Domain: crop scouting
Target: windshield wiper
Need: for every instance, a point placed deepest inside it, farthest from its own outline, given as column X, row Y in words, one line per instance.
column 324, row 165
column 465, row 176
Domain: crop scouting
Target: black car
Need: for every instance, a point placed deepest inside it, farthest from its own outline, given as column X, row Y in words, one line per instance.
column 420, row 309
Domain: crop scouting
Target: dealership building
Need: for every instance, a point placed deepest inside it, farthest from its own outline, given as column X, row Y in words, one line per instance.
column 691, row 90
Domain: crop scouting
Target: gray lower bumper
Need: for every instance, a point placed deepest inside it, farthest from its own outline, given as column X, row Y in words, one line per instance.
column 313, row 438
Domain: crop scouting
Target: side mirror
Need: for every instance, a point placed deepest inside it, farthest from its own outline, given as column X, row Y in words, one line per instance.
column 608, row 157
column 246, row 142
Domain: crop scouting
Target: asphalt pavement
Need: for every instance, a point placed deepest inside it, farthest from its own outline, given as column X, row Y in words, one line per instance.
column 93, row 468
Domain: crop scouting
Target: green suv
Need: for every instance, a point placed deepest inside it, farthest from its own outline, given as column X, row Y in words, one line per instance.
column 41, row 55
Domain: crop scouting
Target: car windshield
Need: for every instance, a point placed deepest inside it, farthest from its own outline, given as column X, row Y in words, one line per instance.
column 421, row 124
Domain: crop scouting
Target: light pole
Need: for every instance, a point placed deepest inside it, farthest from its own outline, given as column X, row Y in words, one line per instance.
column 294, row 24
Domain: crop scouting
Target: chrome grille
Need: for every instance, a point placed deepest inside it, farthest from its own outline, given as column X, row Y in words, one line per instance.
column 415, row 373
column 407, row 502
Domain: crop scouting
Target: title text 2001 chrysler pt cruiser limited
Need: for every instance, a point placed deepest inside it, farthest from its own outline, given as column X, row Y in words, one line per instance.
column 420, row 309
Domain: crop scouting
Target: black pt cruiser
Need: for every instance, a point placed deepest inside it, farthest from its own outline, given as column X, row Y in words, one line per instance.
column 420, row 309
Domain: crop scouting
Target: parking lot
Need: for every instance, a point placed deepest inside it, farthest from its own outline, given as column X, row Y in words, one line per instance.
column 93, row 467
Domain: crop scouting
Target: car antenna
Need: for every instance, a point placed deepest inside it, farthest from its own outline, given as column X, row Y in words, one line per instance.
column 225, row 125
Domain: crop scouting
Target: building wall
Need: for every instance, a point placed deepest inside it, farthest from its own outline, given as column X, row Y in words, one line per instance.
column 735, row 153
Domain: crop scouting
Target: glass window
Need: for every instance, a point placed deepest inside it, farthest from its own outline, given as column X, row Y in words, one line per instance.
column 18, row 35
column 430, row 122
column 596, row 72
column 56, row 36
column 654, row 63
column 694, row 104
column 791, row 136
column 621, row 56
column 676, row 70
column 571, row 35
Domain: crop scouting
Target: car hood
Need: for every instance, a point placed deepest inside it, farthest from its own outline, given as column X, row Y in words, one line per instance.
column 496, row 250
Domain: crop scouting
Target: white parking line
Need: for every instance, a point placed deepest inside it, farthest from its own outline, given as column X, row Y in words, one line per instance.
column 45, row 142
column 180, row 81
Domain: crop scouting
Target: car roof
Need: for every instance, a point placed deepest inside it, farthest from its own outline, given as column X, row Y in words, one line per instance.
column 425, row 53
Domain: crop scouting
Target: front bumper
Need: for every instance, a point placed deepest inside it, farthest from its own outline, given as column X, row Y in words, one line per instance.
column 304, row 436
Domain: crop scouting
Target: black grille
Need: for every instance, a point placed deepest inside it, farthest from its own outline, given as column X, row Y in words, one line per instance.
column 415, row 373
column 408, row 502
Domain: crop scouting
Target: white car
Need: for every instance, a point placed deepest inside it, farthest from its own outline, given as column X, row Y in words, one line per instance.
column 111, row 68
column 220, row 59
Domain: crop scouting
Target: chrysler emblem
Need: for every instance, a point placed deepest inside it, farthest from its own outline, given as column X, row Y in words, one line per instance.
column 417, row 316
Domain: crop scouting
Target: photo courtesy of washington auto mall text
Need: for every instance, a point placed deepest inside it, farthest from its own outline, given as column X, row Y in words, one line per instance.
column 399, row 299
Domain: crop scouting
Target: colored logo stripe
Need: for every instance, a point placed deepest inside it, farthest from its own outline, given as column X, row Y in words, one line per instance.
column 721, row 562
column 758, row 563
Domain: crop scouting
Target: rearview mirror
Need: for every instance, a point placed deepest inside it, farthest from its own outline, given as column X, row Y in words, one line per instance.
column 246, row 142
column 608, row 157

━━━━━━━━━━

- _Exercise directions_
The entries above need to be repeated in full, exactly as written.

- _Written answer_
Domain: crop scouting
Target: windshield wiper
Need: for every instance, a point placed deepest inside it, farthest from its own outline, given as column X, row Y in words, one line per instance.
column 324, row 165
column 465, row 176
Domain: crop scouting
Target: black car
Need: for every instance, a point placed deepest inside it, farthest from its own outline, given as column X, row Y in words, one line per instance.
column 420, row 309
Domain: crop scouting
Target: dealership building
Need: for every instance, a point placed deepest inside it, farthest from its own outline, given as column X, row Y in words, one line per instance.
column 691, row 90
Domain: crop scouting
Target: gray lower bumper
Need: for every instance, a point placed deepest inside it, farthest from its own outline, given as column X, row Y in words, one line per instance.
column 313, row 438
Domain: crop scouting
Target: side mirror
Need: for every instance, a point placed deepest inside it, farthest from its own outline, given as column X, row Y in words, one line per instance.
column 608, row 157
column 246, row 142
Domain: crop scouting
Target: asphalt pavement
Need: for every instance, a point placed deepest inside it, farthest from its own outline, given as column X, row Y in words, one line per instance.
column 93, row 468
Domain: crop scouting
Target: green suv
Need: for every instance, a point placed deepest inside it, farthest from its own outline, given as column X, row Y in words, one line per instance.
column 41, row 55
Domain: crop scouting
Target: car windshield
Need: for every instance, a point placed deepest inside it, farthest from its own outline, given as column X, row Y in words, one line per instance.
column 421, row 124
Domain: crop scouting
Target: light pole
Need: for every instance, a point placed deepest inside it, farthest from its own outline, given as column X, row Y in words, one line per instance.
column 294, row 24
Domain: crop scouting
Target: chrome grille
Need: for every instance, a point placed deepest inside it, farthest from its own outline, given as column X, row Y in words, one line per instance.
column 415, row 373
column 407, row 502
Domain: crop scouting
Target: title text 2001 chrysler pt cruiser limited
Need: for every instance, a point placed deepest inside it, farthest from its own outline, given as column X, row Y in words, one line per instance.
column 420, row 309
Domain: crop scouting
Target: black pt cruiser
Need: for every instance, a point placed deepest inside it, farthest from its own outline, given as column X, row Y in words, one line per instance.
column 420, row 309
Domain: crop scouting
Target: parking lot
Need: for every instance, a point placed deepest inside it, farthest from its own outline, given as column X, row Y in words, one line per instance.
column 93, row 467
Domain: crop scouting
Target: car antenna
Need: for every instance, a point placed deepest inside it, farthest from its own outline, given as column X, row Y in words, one line per instance.
column 225, row 125
Domain: crop scouting
Target: building wall
Need: for every instance, a point placed deepest inside it, farthest from its own outline, given as column X, row Y in words, one line per instance.
column 735, row 153
Domain: crop scouting
Target: glass window
Need: for every instance, a point placed deepest inside it, farthest from its own outline, given as column X, row Y in words, one line per instance.
column 18, row 35
column 430, row 122
column 596, row 72
column 56, row 36
column 654, row 63
column 694, row 104
column 791, row 136
column 621, row 56
column 676, row 70
column 571, row 35
Domain: crop scouting
Target: car hood
Need: for every instance, a point placed deepest inside it, farthest from its own outline, given as column X, row Y in words, one line per instance.
column 496, row 250
Domain: crop scouting
Target: white parking line
Need: for every instance, a point placed deepest inside it, farthest from its own outline, given as column X, row Y in words, one line per instance.
column 45, row 142
column 180, row 81
Domain: crop scouting
Target: car roof
Need: for every instance, a point placed deepest inside it, farthest from its own outline, given as column X, row Y in words, one line per instance.
column 425, row 53
Domain: crop scouting
Target: front bumper
Need: for every instance, a point placed deepest inside it, farthest from its own outline, given as column X, row Y in words, one line per instance.
column 304, row 436
Domain: crop scouting
Target: black grille
Need: for every instance, a point placed deepest inside it, farthest from its own outline, given as column X, row Y in words, one line per instance.
column 415, row 373
column 408, row 502
Domain: crop scouting
Target: white car
Need: for every instance, a point placed deepest inside it, farthest from its own outline, given as column X, row Y in words, one line per instance.
column 111, row 68
column 220, row 59
Domain: crop scouting
Target: chrysler emblem
Need: for every instance, a point placed deepest inside it, farthest from its own outline, given as column X, row Y in words, one line per instance.
column 417, row 316
Domain: crop scouting
Target: photo courtesy of washington auto mall text
Need: for every instance, a point placed deepest inside it, farthest from its own outline, given as column X, row Y in words, one line per instance.
column 399, row 299
Domain: crop scouting
Target: colored logo stripe
Need: for every instance, a point placed deepest inside it, farthest from its own outline, given as column X, row Y in words, one line per instance.
column 721, row 562
column 758, row 563
Domain: crop scouting
Target: rearview mirror
Need: for every instance, a point placed deepest inside it, farthest from its own outline, given as column X, row Y in words, one line per instance.
column 246, row 142
column 608, row 157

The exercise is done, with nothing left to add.